Probably the best weather that I can ever remember for an Easter Sunday. We took a walk along the south side of the river Wear, between Wolsingham and Black Banks plantation at Harperley.
Reassuring to find that the weird flower spikes of toothwort Lathraea squamaria were coming up again under the old coppiced hazels, where we've known them for nearly 40 years.
There's something vaguely reptilian about these parasitic flowering plants that siphon off all their nutrients from the roots of hazel.
You can read more about the strange physiology and folklore of toothwort by clicking here.
This is the plasmodial stage of the slime mould Reticularia lycoperdon [recently renamed Enteridium lycoperdon], probably only about a day away from turning into the sporulating stage. In the plasmodial stage it creeps over the alder tree trunk surface, digesting bacteria, then it forms a parchment-like skin (for pictures click here) enclosing countless dark brown spores. When the skin ruptures they are dispersed on the wind, then germinate into minute amoeba-like organisms that eventually aggregate back into this creeping plasmodial stage, which is most often seen in spring.
I found my first wild primrose of the season growing at the base of an ash tree, and ....
------------
◆ **Work required**
Answer these questions about the Easter walk text:
1. Which river did the walk follow?
2. From the roots of which plant does toothwort draw its nutrients?
3. What does the slime mould digest as it creeps over the alder trunk?
The items that come next are separate material and are unrelated to the Easter walk text.

◆ **Given entries**
------------
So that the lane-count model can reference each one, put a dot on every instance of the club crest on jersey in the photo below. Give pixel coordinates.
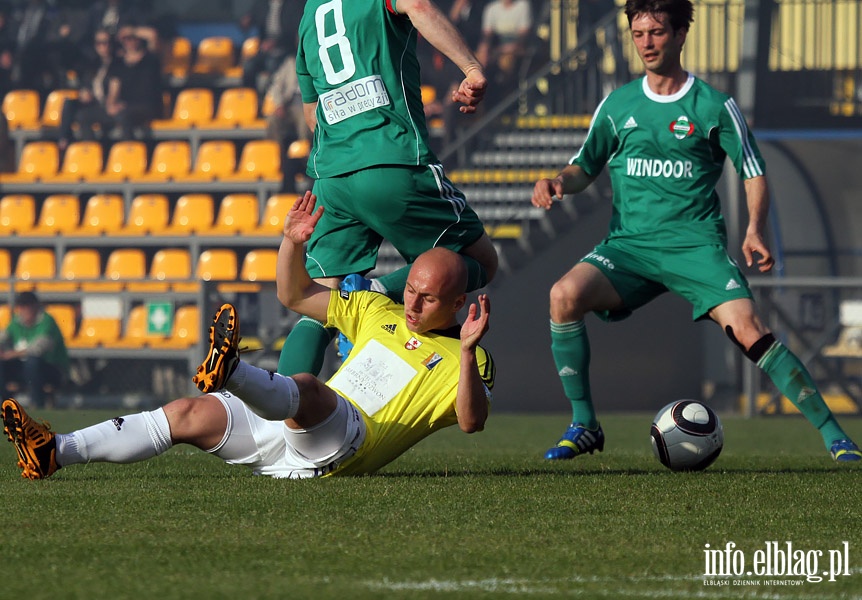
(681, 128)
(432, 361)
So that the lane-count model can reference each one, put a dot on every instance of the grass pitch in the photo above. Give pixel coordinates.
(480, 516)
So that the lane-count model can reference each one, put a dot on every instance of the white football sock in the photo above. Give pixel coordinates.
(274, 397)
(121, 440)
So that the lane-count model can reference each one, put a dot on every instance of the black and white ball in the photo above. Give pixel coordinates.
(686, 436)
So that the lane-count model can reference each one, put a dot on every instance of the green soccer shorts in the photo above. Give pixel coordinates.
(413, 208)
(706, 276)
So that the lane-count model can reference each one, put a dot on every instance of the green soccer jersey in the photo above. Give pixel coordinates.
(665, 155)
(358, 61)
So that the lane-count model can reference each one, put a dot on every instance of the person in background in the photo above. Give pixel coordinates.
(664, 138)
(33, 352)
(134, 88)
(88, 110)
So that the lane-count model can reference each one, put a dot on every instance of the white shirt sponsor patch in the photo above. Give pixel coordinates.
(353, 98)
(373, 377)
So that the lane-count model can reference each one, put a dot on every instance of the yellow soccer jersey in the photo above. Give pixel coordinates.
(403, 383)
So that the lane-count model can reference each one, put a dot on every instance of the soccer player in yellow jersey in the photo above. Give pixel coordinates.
------------
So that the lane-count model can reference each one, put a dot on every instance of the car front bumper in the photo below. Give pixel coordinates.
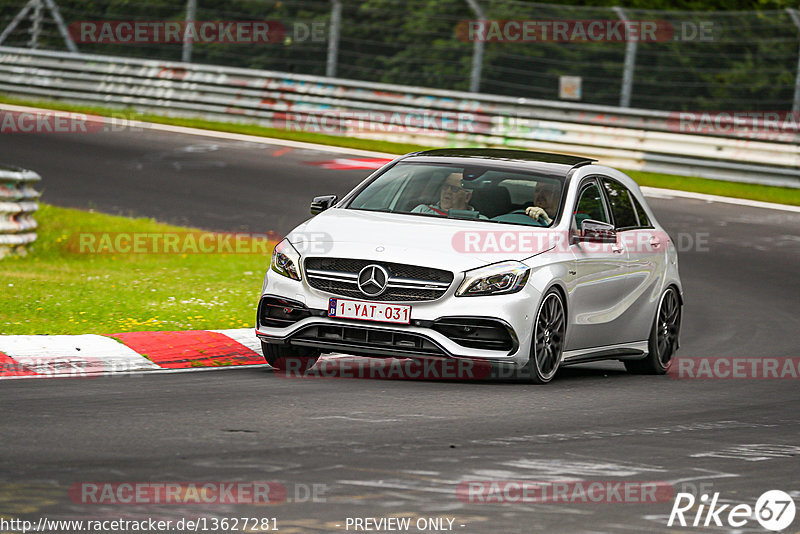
------------
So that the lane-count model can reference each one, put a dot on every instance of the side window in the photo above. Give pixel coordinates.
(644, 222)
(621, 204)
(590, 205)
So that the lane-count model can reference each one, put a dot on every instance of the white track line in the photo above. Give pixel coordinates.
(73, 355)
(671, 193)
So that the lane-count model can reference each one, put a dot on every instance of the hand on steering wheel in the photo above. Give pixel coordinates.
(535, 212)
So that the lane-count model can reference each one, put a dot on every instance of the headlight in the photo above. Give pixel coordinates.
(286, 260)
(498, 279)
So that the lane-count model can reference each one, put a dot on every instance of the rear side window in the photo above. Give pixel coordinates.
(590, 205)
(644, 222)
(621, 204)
------------
◆ **Response to this task**
1. The river Wear.
2. Hazel.
3. Bacteria.